Extrait du texte —

+ + + + +

En cinquiéme lieu, vous dites que Monsieur Descartes demeure volontiers d’accord que la partie de la terre sur laquelle tombe la balle cede tant soit peu, et que l’endroit de la balle qui touche la terre se courbe aussi un peu en dedans, et que l’une et l’autre sçavoir la balle et la terre se restituent en leur premier estat, et que neantmoins il luy semble que cét axiome ; à sçavoir, Ce qui ne cede point à la moindre force ne peut estre emporté par quelque force que ce soit, n’a aucune apparence de vérité.

Réponse ; I’avois pourtant monstré, que si cette moindre force ne fait tant soit peu ceder le corps contre lequel elle heurte, ou qu’elle rencontre, le double de cette mesme force ne sera pas suffisant, à cause que deux fois rien, ce n’est rien ; et ainsi multipliez cette force tant qu’il vous plaira, ce ne sera tousiours rien ; Ce qui sans doute est une demonstration Clerselier III, 144 dont il ne nous a point fait voir le vice. Mais il se contente de dire que cela repugne à l’experience ; parce que si vous mettez dans une balance 100. livres, ces cent livres seront meuës et emportées par 200. livres que vous mettrez de l’autre costé, et ne le seront point par une livre ; Comme si i’avois dit que la moindre force suffit pour mouvoir de sa place non seulement la partie qu’elle heurte et qu’elle touche, mais aussi tout le corps qui est attaché à cette partie. Quand il demeure d’accord que la partie de la terre que rencontre la balle cede quelque peu à son effort, entend-il que toute la terre change de place ? Ie ne le croy pas. Pourquoy donc ne sera ce pas assez pour la preuve de ma proposition, de dire que de mesme que la terre est pressée et enfoncée en partie par l’effort d’une balle qu’on a iettée contre ; de mesme aussi le fleau d’une balance est un peu tiré, et deprimé ou abbaissé en partie, par le poids d’une balle qui y est suspenduë. Et de mesme que la force dont une balle est poussée contre la terre estant multipliée, suffit pour mouvoir toute la terre ; de mesme aussi la force du poids d’une livre, ou d’une balle, ou si voulez mesme d’une plume, estant multipliée, suffit pour enlever le poids de cent livres.

+ + + + +

Matériau de travail —
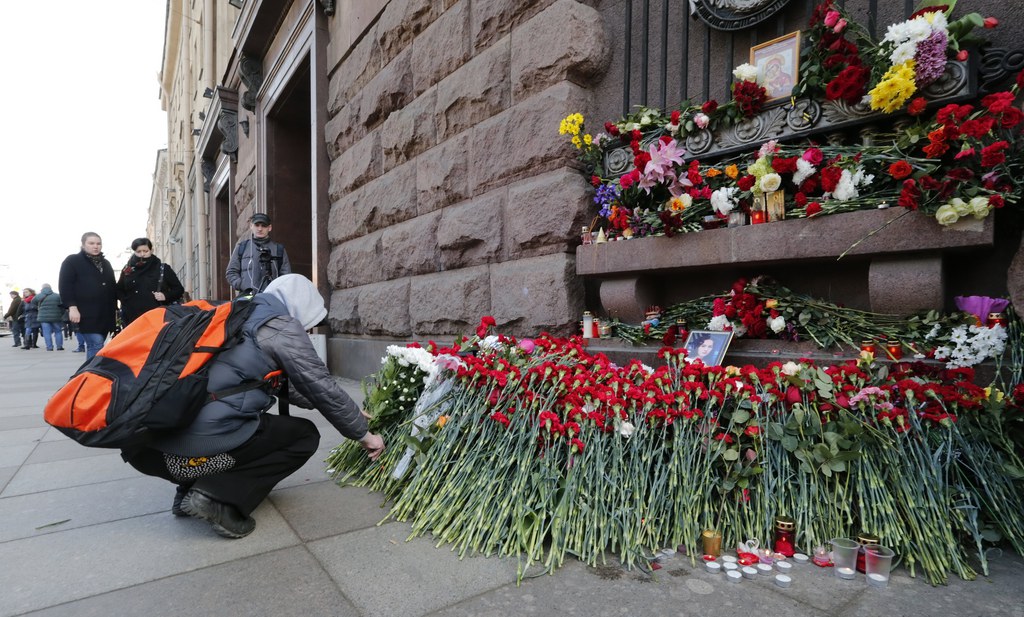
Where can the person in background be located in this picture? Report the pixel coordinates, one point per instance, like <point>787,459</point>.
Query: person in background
<point>50,317</point>
<point>89,292</point>
<point>257,260</point>
<point>227,460</point>
<point>31,312</point>
<point>15,316</point>
<point>145,282</point>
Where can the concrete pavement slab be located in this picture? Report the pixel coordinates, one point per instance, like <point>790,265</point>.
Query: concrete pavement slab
<point>62,449</point>
<point>35,514</point>
<point>71,565</point>
<point>283,583</point>
<point>23,421</point>
<point>322,510</point>
<point>61,474</point>
<point>385,576</point>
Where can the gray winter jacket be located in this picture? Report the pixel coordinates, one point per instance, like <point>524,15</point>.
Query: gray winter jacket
<point>272,341</point>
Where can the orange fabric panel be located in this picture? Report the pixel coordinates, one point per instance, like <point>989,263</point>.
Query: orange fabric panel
<point>132,346</point>
<point>212,337</point>
<point>81,404</point>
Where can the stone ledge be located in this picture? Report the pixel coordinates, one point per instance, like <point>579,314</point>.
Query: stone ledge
<point>784,241</point>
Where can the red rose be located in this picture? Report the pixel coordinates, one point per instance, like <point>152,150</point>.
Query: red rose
<point>992,155</point>
<point>900,170</point>
<point>916,106</point>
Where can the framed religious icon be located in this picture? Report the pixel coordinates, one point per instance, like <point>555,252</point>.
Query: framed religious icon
<point>708,346</point>
<point>777,62</point>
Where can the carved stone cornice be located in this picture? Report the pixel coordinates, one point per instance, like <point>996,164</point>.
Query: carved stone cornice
<point>251,73</point>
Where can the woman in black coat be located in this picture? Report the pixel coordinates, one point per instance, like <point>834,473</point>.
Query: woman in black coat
<point>145,282</point>
<point>88,290</point>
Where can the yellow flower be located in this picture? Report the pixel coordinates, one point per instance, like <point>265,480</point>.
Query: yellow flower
<point>895,88</point>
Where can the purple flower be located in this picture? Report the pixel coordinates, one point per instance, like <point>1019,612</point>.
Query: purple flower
<point>930,58</point>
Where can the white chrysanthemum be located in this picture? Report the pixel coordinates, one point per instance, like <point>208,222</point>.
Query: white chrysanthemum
<point>771,182</point>
<point>846,188</point>
<point>723,200</point>
<point>745,73</point>
<point>804,171</point>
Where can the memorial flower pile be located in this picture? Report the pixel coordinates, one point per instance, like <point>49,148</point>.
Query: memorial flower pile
<point>542,450</point>
<point>954,162</point>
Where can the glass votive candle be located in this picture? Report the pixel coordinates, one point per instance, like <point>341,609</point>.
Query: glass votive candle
<point>879,563</point>
<point>845,557</point>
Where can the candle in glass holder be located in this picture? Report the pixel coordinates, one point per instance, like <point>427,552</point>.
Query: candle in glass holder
<point>996,319</point>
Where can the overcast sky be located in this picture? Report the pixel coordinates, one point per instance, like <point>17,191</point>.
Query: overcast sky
<point>82,126</point>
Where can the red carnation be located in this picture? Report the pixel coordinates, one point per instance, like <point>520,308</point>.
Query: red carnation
<point>900,170</point>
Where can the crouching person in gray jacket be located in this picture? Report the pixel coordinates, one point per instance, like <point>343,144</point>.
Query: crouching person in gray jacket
<point>229,458</point>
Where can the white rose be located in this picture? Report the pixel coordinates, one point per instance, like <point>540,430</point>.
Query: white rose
<point>771,182</point>
<point>946,215</point>
<point>979,207</point>
<point>745,73</point>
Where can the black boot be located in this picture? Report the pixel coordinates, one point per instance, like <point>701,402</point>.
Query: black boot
<point>226,520</point>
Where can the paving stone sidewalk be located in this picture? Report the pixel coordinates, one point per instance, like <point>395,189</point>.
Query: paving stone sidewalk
<point>82,533</point>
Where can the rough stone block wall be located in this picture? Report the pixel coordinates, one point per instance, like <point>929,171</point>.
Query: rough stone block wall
<point>451,191</point>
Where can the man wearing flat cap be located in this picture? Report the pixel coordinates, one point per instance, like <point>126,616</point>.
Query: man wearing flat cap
<point>257,260</point>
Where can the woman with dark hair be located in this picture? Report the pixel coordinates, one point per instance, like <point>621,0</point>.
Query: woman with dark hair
<point>87,289</point>
<point>145,282</point>
<point>701,347</point>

+ + + + +

À faire —
A - Comptez les lignes des enregistrements qui contiennent la chaîne « orange », en respectant la casse, puis indiquez seulement ce nombre.
B - Poursuivez le texte sur la force qui fait céder les corps en reprenant après sa dernière phrase.
Le texte et les enregistrements sont deux sources indépendantes l'une de l'autre.

Réponses attendues —
A - 2

B -
En sixiéme lieu, quant à ce que vous dites, qu’il soûtient que le bond ou le rejaillissement d’une balle, est tousiours plus empesché de ce que la balle et la terre cedent l’une à l’autre, qu’il n’est aidé par leur ressort ; Et que de là l’on peut demonstrer que la reflexion d’une balle, et des autres semblables corps qui ne sont pas tout à fait durs, ne se fait iamais precisement à angles égaux.

Ie répons, que cela est vray à l’égard d’une balle et des autres semblables corps ; parce que non seulement leur vitesse est continuellement diminuée par la pesanteur, mais aussi parce que les corps sur lesquels ils tombent ne recompensent iamais parfaitement la perte de cette vitesse ; c’est pourquoy quand ie me suis servy de l’exemple d’une balle, pour le rapporter à la reflexion que fait la lumiere, ie supposois que son mouvement ne se diminuoit point en allant, et que Clerselier III, 145 celuy qu’elle perdoit à la rencontre du corps qui luy faisoit resistance luy estoit entierement restitué. Mais quant à la lumiere, dont le mouvement n’est point empesché ou diverty, ny par la pesanteur, ny par la legereté, et dont la matiere est tres-mobile, et partant donc tout le mouvement peut tres-aisément estre restitué par le corps qui luy fait resistance, il est evident que l’égalité des angles d’incidence et de reflexion peut aisément estre expliqué par ce ressort des corps.

En septiéme lieu, il dit que c’est vainement et inutilement que i’apporte pour raison de l’égalité des angles de reflexion cette mollesse de la terre, veu principalement que de là il s’ensuivroit que si la terre et la balle estoient si dures qu’elles ne peussent en aucune façon se plier ou courber en dedans, il ne se feroit aucune reflexion ; ce qui est, dit il, incroyable et contre le bon sens.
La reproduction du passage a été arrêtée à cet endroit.